# Data records
◆ ◆ ◆ ◆ ◆ ◆ ◆

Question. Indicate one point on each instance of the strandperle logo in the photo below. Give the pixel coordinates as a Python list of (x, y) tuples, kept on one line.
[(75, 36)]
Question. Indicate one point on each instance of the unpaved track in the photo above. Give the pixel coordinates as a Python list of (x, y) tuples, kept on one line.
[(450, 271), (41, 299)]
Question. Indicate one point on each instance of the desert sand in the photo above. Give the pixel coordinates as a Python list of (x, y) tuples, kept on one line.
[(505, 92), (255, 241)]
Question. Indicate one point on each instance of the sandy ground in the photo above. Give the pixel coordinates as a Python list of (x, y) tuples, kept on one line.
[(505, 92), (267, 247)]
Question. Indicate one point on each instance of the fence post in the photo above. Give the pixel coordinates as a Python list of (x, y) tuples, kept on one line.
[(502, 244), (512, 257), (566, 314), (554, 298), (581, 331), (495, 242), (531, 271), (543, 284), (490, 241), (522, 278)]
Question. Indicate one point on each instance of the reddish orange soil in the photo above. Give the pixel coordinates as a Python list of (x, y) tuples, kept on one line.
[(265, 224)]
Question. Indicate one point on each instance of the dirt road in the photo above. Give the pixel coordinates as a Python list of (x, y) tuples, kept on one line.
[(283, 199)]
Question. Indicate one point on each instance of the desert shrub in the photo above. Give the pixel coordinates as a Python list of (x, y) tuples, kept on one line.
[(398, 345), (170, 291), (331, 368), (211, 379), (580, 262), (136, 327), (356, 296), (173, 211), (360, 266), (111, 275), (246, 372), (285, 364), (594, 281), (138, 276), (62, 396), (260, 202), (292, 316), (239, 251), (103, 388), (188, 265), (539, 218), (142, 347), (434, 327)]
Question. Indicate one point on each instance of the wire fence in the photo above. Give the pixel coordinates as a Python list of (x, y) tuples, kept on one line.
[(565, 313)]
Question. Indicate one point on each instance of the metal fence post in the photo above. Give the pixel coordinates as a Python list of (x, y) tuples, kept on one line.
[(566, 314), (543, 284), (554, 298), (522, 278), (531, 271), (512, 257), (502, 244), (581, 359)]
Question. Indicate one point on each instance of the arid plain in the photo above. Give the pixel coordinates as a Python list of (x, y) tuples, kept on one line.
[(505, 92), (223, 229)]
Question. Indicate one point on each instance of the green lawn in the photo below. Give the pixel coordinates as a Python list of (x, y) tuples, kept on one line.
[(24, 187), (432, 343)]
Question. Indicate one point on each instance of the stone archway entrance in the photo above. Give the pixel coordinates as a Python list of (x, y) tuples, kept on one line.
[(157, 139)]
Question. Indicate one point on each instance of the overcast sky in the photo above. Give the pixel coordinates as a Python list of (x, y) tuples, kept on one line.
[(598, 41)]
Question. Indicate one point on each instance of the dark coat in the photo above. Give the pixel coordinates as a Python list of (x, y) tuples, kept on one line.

◆ ◆ ◆ ◆ ◆ ◆ ◆

Repeat the entries exactly, all of them.

# Exercise solution
Question. Indicate one point on each instance of the strandperle logo in the photo below. Give the pixel coordinates as a Python list of (x, y) tuples, kept on one line.
[(75, 36)]
Question. Indicate one point on each instance of the unpaved track in the photo above. Give the pixel coordinates as a Python list of (x, y) tuples, kept on one line.
[(450, 271), (41, 299)]
Question. Indicate one point on each instance of the desert sand in the photo above. Give the pixel coordinates as a Python list of (x, y) tuples, kept on one line.
[(505, 92), (255, 241)]
Question. Indicate one point on each instance of the sandy ground in the photo above. Give the pixel coordinates as a Python list of (x, y) tuples, kept on one line.
[(505, 92), (267, 247)]
Question. Indicate one point on each instance of the fence post in the photo above. Give the pixel coordinates as a Python list of (x, y) tuples, kept on one line.
[(502, 244), (512, 257), (566, 314), (554, 298), (581, 331), (495, 242), (531, 271), (543, 284), (490, 241), (522, 278)]
Question. Indicate one point on each instance of the reddish orange soil in the photo above. Give the pixel coordinates as a Python list of (x, y) tuples, kept on one line.
[(265, 224)]
Question. Indicate one point on each instance of the dirt road in the photo above. Give the pixel coordinates as a Python list of (x, y) tuples, kept on one line.
[(283, 199)]
Question. Indicate one point on each instance of the desert shrub in the photo above. Give the pixel coordinates as a Python list of (x, y) tuples, kept on one line.
[(398, 345), (170, 291), (331, 368), (211, 379), (580, 262), (136, 327), (356, 296), (173, 211), (360, 266), (111, 275), (246, 372), (285, 364), (594, 281), (138, 276), (62, 396), (260, 202), (292, 316), (239, 251), (103, 388), (188, 265), (539, 218), (142, 347), (434, 327)]
Question. Indicate one point on each instance of the wire fence in the photo above. Give the pixel coordinates as a Python list of (x, y) tuples, kept on one line.
[(565, 313)]
Question. Indicate one point on each instance of the metal fence post in the photo above. Give the pixel coordinates as a Python list of (x, y) tuples, kept on one line.
[(566, 314), (543, 284), (554, 298), (522, 278), (531, 271), (512, 257), (502, 244), (581, 359)]
Question. Indicate one point on each instance of the arid plain in the photo above. Give the pixel coordinates as a Python list of (x, y) tuples, kept on one line.
[(505, 92), (223, 229)]
Question. Indicate one point on each instance of the green lawn in the photo below. Give the pixel coordinates as a Python list of (x, y) tuples, kept on one line.
[(24, 187), (432, 343)]
Question. Indicate one point on each instance of the stone archway entrance in the photo above. Give the pixel coordinates as a Python list of (x, y) tuples, kept on one line.
[(157, 139)]
Question. Indicate one point on each instance of the overcast sky in the photo above. Give the pixel coordinates as a Python list of (x, y) tuples, kept on one line.
[(598, 41)]
Question. Indicate one point on each instance of the dark coat in the photo above. Give the pixel coordinates as a Python list of (x, y) tuples, kept on one line.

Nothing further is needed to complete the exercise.